═════ Текст для чтения ═════

И, возносясь в высь — «как два веселых воздухоплавателя», — говорит он в предсмертном письме, — он еще раз бросает взгляд на мир, и прощание его беззлобно. Свои страдания — он их уже не понимает: все, что угнетало его, из беспредельности кажется таким бессмысленным, далеким, ничтожным. Соединившись для смерти с другой женщиной, он вспоминает о той, для которой жил, которая любила его: о Марии фон Клейст; ей пишет он из глубины души исповедь и слова прощания. Мысленно обнимает он ее еще раз, но уже бесстрастно, безмятежно — как уходящий в вечность. Он пишет сестре Ульрике: еще трепещет в душе горечь, вызванная перенесенным унижением, и суровы его слова. Но восемь часов спустя, в комнате смерти, у «Штимминга»>26, унесенный предчувствием, упоенный блаженством, он уже не может оскорбить; он вновь обращается к некогда любимой со словами любви и прощения, с лучшими пожеланиями. А лучшее, что Клейст может пожелать в жизни, гласит: «Да пошлет тебе небо смерть, хоть наполовину столь радостную и невыразимо веселую, как моя: это — самое искреннее, самое сердечное пожелание, какое я могу придумать».

═════

● Поставленная задача
Выпишите из отрывка о прощании Клейста все фрагменты, заключенные в кавычки-ёлочки. Следующий далее список взят из другого источника.

═════ Предоставленный список ═════

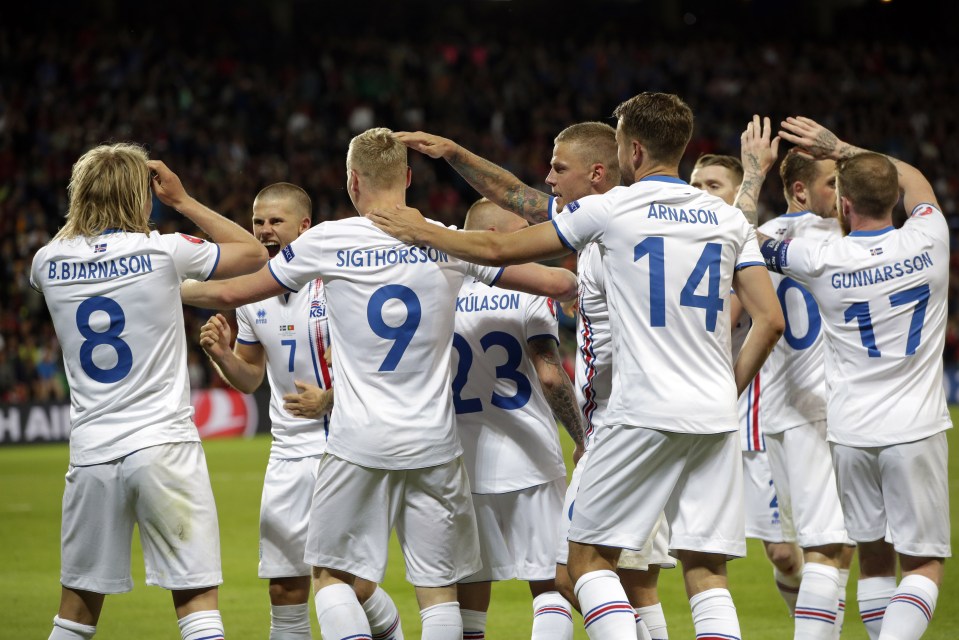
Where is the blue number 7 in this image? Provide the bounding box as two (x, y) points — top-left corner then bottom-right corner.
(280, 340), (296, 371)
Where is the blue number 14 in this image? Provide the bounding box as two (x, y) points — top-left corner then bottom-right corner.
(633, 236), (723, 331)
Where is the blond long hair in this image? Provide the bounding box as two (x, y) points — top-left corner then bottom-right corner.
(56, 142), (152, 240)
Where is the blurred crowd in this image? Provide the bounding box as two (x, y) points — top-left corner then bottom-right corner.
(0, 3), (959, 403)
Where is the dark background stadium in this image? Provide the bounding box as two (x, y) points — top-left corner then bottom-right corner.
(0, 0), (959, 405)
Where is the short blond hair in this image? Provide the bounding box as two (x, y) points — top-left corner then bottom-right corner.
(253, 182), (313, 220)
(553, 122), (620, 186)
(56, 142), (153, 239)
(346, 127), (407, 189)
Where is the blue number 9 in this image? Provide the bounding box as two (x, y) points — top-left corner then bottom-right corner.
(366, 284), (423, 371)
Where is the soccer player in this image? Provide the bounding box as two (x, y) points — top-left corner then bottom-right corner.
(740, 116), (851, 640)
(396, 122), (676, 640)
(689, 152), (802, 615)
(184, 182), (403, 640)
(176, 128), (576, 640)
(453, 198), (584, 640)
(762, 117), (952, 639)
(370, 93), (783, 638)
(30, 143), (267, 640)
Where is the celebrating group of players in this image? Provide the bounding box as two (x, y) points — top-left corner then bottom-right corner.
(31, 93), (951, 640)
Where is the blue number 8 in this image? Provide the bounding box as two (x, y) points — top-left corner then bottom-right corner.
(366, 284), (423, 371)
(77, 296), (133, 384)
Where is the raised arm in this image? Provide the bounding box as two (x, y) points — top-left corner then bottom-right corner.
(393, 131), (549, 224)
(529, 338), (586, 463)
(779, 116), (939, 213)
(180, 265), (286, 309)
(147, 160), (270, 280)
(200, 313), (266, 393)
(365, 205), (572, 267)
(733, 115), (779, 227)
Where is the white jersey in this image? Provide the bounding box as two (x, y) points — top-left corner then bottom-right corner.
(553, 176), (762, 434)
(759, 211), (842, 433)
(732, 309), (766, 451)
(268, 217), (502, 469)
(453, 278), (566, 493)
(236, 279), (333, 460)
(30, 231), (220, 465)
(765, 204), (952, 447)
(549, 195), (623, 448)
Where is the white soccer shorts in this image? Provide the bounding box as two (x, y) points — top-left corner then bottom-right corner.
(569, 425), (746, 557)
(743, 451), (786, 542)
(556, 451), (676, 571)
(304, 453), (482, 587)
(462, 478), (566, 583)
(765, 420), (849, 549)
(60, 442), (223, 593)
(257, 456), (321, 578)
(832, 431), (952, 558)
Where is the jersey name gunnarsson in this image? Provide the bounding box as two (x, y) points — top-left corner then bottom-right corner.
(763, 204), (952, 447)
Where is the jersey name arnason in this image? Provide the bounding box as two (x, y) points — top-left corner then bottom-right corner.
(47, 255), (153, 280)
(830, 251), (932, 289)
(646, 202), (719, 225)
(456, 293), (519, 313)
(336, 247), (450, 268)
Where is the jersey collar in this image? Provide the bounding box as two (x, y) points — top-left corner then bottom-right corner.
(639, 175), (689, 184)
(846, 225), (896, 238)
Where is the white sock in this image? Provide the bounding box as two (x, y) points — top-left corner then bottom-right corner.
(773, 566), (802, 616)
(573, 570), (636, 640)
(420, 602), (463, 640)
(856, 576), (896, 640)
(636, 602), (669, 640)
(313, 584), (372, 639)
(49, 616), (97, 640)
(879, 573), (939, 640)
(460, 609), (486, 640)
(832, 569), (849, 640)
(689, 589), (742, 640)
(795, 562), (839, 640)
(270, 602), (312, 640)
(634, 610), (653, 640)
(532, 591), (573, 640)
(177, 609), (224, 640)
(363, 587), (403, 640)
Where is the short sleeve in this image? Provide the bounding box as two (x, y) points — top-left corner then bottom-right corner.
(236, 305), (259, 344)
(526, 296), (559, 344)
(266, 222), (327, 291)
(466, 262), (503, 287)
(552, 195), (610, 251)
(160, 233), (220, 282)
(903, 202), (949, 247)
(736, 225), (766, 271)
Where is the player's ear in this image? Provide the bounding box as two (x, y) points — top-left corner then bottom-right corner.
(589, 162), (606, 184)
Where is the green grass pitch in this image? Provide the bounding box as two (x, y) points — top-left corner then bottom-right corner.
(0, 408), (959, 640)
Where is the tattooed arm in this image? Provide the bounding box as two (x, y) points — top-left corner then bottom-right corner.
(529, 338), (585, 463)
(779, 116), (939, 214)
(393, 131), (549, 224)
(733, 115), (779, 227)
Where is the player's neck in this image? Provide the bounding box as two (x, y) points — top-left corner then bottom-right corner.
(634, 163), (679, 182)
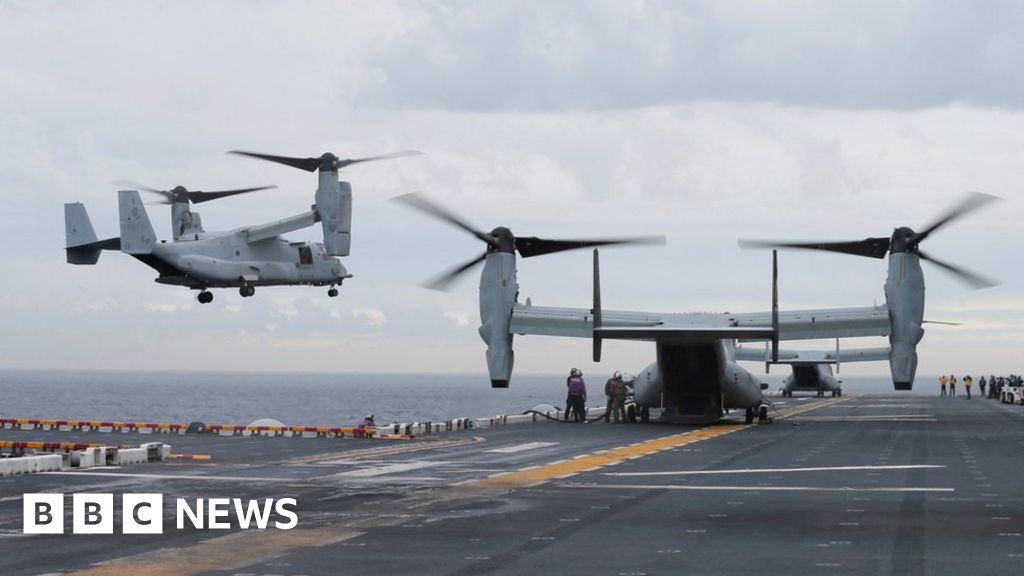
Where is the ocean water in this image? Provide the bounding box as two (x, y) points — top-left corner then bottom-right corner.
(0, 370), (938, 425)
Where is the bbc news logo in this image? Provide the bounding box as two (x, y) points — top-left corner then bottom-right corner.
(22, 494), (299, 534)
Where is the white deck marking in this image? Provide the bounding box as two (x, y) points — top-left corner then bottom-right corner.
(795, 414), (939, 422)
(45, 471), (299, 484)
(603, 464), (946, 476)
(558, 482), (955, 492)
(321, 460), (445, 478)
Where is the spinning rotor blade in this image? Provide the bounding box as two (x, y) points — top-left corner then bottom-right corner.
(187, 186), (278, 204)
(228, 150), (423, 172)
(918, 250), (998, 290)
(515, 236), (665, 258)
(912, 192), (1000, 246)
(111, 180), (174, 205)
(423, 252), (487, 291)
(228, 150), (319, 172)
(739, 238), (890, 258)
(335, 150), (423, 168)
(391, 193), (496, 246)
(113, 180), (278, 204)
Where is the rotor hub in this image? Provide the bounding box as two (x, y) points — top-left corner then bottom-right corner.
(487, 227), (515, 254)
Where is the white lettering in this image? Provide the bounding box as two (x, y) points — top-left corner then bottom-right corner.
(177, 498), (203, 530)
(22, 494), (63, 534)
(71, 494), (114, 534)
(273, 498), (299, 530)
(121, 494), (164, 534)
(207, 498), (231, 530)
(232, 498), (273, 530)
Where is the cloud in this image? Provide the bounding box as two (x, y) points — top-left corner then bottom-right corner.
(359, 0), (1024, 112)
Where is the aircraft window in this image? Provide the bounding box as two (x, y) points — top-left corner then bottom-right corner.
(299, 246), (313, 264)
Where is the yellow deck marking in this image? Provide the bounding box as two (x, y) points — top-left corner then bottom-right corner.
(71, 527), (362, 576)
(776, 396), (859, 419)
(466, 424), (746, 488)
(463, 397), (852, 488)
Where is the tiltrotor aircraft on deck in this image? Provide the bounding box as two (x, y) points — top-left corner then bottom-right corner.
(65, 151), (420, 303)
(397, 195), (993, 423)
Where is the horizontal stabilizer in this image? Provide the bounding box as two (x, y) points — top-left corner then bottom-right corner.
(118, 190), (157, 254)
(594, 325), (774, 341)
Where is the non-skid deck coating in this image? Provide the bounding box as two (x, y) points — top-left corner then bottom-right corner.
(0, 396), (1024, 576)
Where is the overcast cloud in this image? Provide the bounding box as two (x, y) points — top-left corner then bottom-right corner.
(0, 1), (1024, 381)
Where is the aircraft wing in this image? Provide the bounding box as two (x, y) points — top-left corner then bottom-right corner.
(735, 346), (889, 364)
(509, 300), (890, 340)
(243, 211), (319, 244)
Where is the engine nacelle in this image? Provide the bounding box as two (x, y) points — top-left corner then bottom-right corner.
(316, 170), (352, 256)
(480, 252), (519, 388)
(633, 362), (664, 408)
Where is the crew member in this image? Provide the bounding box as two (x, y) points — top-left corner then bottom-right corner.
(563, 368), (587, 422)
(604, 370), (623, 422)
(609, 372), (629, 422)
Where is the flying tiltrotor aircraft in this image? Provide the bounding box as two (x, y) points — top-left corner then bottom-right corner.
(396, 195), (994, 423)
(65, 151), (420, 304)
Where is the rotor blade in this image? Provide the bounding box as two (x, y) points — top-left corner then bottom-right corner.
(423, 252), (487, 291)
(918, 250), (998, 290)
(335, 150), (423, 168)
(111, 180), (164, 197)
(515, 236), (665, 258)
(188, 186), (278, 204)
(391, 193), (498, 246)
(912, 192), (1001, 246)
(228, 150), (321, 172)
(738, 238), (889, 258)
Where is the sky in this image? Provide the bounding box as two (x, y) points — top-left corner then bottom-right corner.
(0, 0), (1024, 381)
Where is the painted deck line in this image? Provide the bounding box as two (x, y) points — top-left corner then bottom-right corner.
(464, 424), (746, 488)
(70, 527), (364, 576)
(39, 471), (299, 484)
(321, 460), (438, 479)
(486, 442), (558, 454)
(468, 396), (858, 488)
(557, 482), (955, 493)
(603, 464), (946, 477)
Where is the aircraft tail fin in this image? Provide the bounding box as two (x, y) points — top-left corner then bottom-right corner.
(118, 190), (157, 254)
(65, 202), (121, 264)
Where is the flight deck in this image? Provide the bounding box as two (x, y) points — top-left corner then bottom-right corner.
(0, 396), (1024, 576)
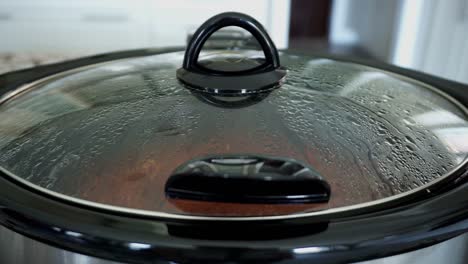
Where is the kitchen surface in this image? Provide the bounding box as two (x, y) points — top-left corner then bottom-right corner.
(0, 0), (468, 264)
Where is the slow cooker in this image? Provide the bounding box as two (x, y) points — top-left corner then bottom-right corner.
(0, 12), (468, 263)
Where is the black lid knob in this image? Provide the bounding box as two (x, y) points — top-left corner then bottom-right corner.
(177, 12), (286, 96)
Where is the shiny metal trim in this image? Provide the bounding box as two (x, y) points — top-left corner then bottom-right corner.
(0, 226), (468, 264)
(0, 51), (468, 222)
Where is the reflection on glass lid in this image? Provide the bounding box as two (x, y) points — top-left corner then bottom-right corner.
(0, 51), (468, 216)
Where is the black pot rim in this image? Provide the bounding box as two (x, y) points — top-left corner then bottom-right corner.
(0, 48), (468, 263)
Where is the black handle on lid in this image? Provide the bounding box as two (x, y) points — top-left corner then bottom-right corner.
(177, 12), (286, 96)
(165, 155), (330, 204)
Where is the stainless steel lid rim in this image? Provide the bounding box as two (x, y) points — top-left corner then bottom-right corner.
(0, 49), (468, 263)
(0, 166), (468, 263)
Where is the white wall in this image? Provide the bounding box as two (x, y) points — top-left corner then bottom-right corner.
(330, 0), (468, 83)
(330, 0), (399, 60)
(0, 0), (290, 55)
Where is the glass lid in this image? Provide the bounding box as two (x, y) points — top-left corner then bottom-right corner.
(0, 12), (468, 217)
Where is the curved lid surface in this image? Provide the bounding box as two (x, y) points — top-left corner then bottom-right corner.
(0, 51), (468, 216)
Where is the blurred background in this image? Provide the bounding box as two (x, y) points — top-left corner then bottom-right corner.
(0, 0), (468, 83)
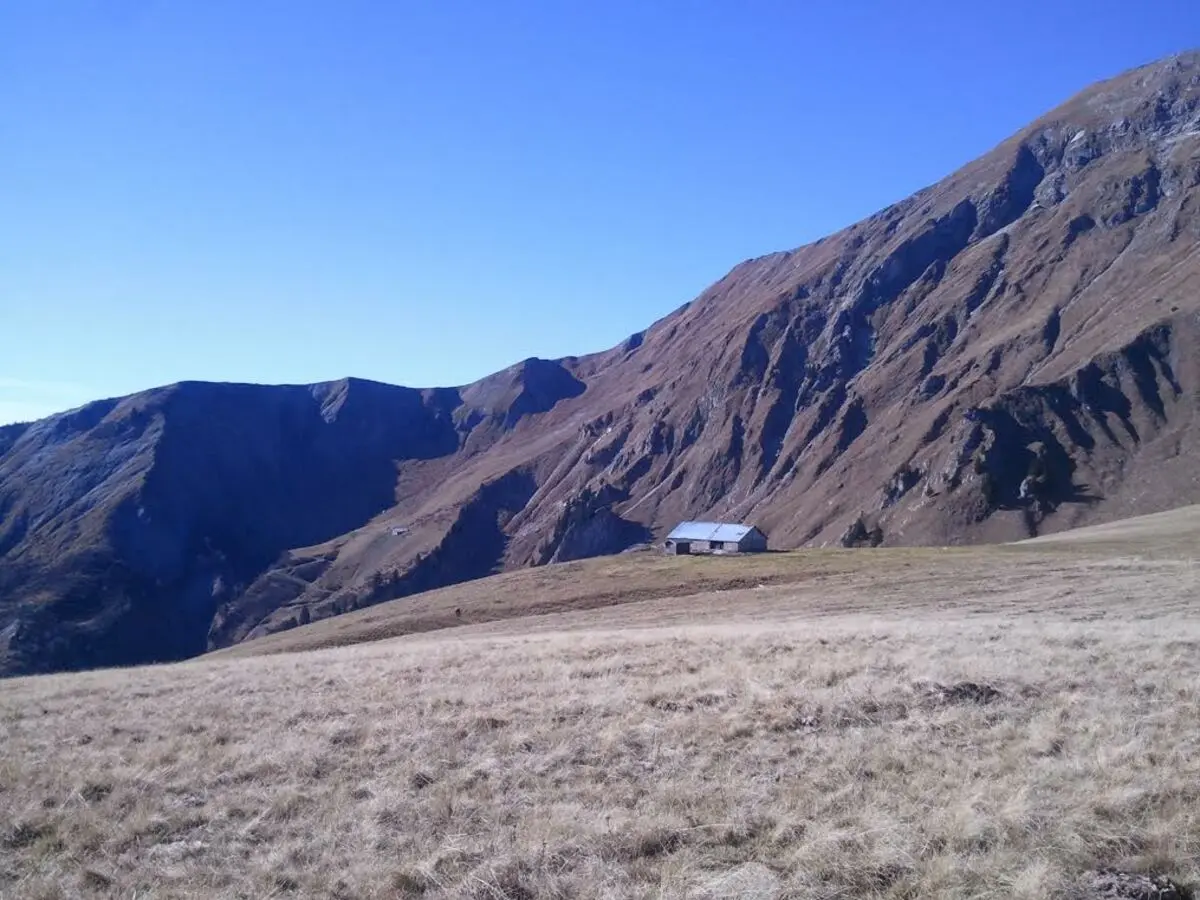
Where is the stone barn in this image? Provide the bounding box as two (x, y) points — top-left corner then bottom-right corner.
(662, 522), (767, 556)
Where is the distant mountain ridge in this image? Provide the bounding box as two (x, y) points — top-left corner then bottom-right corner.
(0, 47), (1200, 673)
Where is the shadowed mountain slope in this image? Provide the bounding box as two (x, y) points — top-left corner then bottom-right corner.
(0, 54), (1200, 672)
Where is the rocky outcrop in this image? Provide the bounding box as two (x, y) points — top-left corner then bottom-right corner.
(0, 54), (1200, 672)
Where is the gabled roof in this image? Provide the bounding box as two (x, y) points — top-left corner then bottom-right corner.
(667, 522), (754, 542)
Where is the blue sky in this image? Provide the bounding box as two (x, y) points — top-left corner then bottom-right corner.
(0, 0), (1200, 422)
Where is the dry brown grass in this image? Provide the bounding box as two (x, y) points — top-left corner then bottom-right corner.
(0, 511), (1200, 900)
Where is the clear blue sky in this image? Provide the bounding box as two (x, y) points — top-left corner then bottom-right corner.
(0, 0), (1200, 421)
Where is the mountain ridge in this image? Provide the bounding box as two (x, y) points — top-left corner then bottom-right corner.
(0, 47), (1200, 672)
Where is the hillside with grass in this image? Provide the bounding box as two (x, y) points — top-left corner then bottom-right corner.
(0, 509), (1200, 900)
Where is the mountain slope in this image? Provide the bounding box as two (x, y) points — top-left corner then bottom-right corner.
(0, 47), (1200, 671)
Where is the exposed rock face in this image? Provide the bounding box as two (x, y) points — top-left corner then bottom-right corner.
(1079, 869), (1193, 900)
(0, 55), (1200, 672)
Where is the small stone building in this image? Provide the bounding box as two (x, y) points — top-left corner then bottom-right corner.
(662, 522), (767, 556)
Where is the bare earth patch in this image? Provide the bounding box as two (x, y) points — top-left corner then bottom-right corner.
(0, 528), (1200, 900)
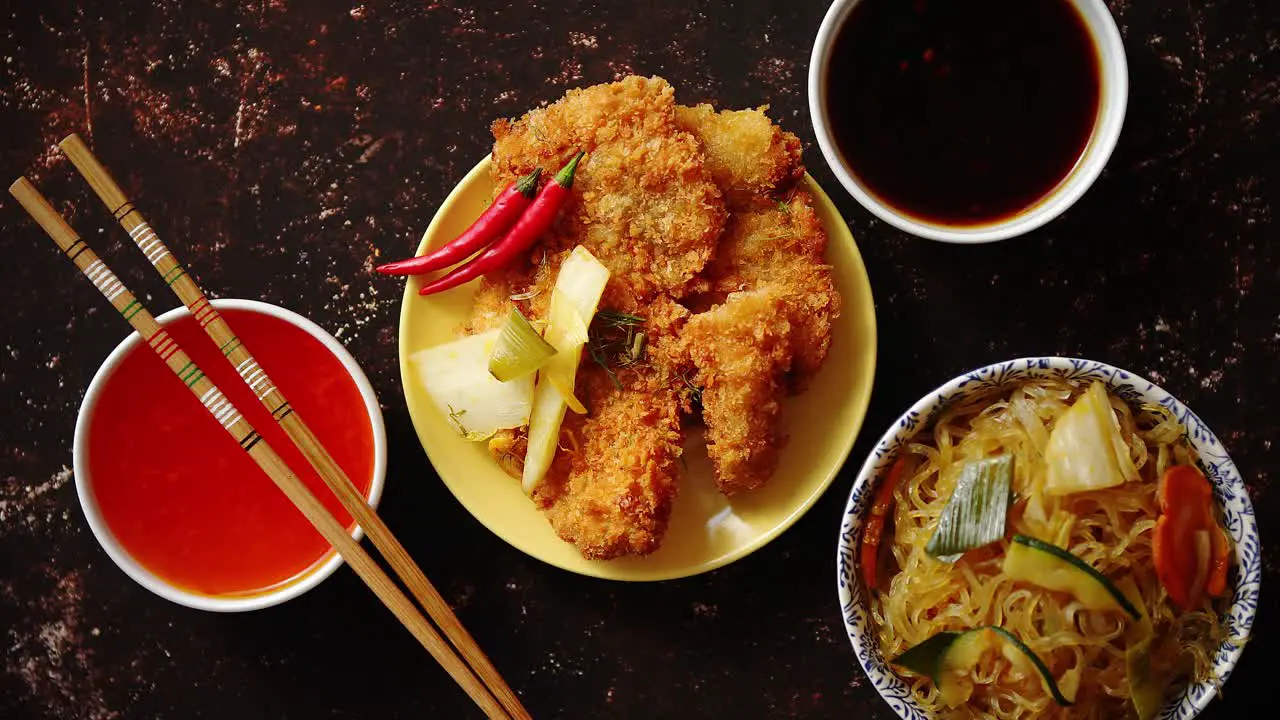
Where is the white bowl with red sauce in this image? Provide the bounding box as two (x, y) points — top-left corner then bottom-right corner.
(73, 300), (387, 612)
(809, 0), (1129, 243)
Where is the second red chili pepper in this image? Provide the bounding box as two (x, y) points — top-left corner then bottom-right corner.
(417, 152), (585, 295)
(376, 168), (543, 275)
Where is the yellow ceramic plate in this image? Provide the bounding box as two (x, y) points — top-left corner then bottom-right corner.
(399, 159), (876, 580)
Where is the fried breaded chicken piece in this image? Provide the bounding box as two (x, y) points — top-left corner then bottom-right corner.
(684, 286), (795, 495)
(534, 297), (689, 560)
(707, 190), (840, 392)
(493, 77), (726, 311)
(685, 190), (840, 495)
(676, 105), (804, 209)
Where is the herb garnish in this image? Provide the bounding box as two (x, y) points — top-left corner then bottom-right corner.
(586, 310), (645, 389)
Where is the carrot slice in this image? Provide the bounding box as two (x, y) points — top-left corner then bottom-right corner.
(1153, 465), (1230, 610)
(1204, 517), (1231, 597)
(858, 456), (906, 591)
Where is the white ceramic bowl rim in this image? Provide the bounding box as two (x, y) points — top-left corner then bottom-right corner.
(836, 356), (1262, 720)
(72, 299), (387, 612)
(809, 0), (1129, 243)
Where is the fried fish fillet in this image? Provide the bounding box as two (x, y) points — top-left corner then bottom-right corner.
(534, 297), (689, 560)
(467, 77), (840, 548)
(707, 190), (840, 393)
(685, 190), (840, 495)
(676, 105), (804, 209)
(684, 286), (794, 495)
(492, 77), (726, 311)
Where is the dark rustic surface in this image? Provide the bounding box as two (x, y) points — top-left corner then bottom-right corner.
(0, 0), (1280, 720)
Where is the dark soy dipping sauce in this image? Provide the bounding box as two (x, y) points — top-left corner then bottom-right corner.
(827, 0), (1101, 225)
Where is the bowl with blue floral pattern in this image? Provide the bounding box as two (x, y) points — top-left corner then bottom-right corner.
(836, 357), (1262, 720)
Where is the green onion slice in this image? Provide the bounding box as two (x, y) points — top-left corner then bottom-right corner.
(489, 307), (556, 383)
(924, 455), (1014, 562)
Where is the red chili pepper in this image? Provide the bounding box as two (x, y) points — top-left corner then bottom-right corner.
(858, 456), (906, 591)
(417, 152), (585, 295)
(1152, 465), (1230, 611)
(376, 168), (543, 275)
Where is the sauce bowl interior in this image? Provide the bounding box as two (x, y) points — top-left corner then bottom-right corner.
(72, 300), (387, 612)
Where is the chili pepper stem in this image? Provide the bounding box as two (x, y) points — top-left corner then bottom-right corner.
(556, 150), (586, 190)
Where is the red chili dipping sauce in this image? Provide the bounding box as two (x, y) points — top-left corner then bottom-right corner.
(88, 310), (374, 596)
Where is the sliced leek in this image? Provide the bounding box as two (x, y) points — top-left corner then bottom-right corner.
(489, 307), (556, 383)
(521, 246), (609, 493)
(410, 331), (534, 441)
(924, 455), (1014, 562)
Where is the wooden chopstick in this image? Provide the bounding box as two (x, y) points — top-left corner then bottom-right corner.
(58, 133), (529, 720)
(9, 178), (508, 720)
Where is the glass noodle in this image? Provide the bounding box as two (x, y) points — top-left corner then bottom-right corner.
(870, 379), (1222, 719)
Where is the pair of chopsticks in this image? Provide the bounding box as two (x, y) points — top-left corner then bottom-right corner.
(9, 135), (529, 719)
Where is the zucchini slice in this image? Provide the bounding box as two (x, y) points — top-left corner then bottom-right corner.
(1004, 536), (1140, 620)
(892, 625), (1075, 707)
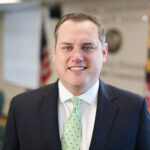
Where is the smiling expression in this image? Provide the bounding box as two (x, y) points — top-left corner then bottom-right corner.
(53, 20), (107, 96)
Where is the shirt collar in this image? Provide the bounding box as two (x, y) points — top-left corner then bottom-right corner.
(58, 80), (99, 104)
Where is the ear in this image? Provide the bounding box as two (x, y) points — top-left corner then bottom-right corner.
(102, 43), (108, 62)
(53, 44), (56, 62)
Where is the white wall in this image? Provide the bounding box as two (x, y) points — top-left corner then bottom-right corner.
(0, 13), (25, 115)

═════

● Ответ к заданию
«как два веселых воздухоплавателя»
«Штимминга»
«Да пошлет тебе небо смерть, хоть наполовину столь радостную и невыразимо веселую, как моя: это — самое искреннее, самое сердечное пожелание, какое я могу придумать»